[Begin Reading text]

Already at the age of six he had performed
the Mendelssohn Violin Concerto in public
and from when he was twelve he was touring
Europe. Ever since his debut at Carnegie
Hall in 1917, throughout his exceedingly
long career and as a result of having
recorded a vast amount of the violin
repertoire, he has set the benchmark
by which violinists have been judged,
and his recordings still continue to
delight music lovers everywhere.
In writing
about Beecham I referred to the less
than happy relationship he had with
Heifetz when he recorded the Mendelssohn
Violin Concerto with the RPO. In fact
the first time I played with Heifetz
was in 1945 or 1946 soon after the end
of the war when he came to play with
the LPO. He had not played in Britain
for some years so that when this concert
was announced it was the cause of considerable
excitement. On the night of the concert
the Royal Albert Hall was packed and
many celebrated violinists were in the
audience. When Heifetz came onto the
platform to play the Beethoven Violin
Concerto he was greeted with rapturous
applause. During the orchestral introduction
Heifetz stood absolutely still and looked
impassive as usual. The soloist’s entry,
a series of octaves was played with
his accustomed brilliance, but as he
started on the downward melodic legato
passage his finger slipped off the fingerboard
and as it landed on the resonant belly
of the violin the impact was like someone
striking a snare-drum. He continued,
apparently unperturbed, but for me the
shock of hearing and seeing the acme
of perfection falter, if only for a
moment, reminded me of the shock I experienced
when Beecham put the baton through his
hand at his first rehearsal with us.
My memory
of hearing Heifetz goes back even earlier,
to the time when I was evacuated with
my school to Crowthorne to escape the
bombing of London. There was a small
cinema in the village of a kind that
in those days might have been referred
to as a ‘flea-pit’, but the price for
admission was suitably low, three pence
in old money (pronounced thripence,
about half my pocket money, and
equivalent to just over 1p in today’s
coinage). It was there that I saw a
wonderfully sentimental film, They
Shall Have Music, about a charity
that ran a music school for very poor
children that was going to have to close
for lack of money. By some miracle Jascha
Heifetz agrees to come and play at a
fund-raising concert at which he plays
the slow movement of the Mendelssohn
Violin Concerto. There is general rejoicing
and the school is saved. I was then
14 and the effect of the story and Heifetz’s
beautiful playing is something I have
never forgotten. Perhaps because of
that experience I have rarely been affected
to the same extent by any other performance
of that concerto. The mood one is in
and an association with a previous experience
can have a profound effect on how one
responds to a performance.
Heifetz
was not a very sociable man and inclined
to be rather formal and unfriendly.
When I was in San Francisco in the 1980s
I had the opportunity of spending an
evening with his daughter, who had been
a pianist and composer. She told me
that her father would not allow her
to use the family name because he did
not think her work was of a high enough
standard. His need to preserve the image
of perfection was very strong. The leader
of one of the orchestras in the USA
who as a young man had attended the
master classes that Heifetz gave at
Berkeley told me how he had been assigned
the task of driving Heifetz from his
home to the University. Each time he
arrived with his car to collect him
Heifetz insisted on testing the tyre
pressure of each tyre and if he found
that the pressure in all of them was
not absolutely equal he would send him
to a garage to get them adjusted.

[End Reading text]

- [Problems to work on]:
- A) Reproduce the Heifetz passage from "Already at the" to "music lovers everywhere.".
- B) Using the Heifetz passage, explain why the announcement of his concert with the LPO caused considerable excitement.
- C) In the Heifetz passage, which concerto did Heifetz play at the Royal Albert Hall concert with the LPO?
The lines that follow have no connection to the Heifetz passage.

[Begin Data entries]

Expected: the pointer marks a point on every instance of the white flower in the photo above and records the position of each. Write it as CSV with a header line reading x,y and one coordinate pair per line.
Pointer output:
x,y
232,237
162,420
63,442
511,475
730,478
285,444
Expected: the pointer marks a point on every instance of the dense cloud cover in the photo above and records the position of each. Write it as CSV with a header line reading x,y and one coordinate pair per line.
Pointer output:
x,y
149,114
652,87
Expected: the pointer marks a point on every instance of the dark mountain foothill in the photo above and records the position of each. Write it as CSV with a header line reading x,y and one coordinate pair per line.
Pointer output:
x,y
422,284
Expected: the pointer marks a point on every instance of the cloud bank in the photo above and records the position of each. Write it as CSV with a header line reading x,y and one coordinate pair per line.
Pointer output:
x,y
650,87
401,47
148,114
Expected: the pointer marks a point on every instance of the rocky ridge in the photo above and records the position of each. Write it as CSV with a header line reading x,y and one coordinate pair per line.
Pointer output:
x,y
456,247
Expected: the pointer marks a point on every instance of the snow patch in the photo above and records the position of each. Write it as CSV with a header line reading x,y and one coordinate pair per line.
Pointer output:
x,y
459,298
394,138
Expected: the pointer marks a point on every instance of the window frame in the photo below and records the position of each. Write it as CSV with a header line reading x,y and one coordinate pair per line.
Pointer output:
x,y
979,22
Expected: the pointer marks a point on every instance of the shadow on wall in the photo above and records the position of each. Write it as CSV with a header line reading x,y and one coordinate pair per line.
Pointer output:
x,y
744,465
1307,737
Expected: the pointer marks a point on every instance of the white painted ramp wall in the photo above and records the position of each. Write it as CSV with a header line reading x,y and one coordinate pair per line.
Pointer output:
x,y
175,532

[End Data entries]

- [Exercise responses]:
- A)
Already at the age of six he had performed
the Mendelssohn Violin Concerto in public
and from when he was twelve he was touring
Europe. Ever since his debut at Carnegie
Hall in 1917, throughout his exceedingly
long career and as a result of having
recorded a vast amount of the violin
repertoire, he has set the benchmark
by which violinists have been judged,
and his recordings still continue to
delight music lovers everywhere.

- B) Heifetz had not played in Britain for some years. When the concert was announced, it therefore caused considerable excitement, and on the night the Royal Albert Hall was packed.

- C) The Beethoven Violin Concerto.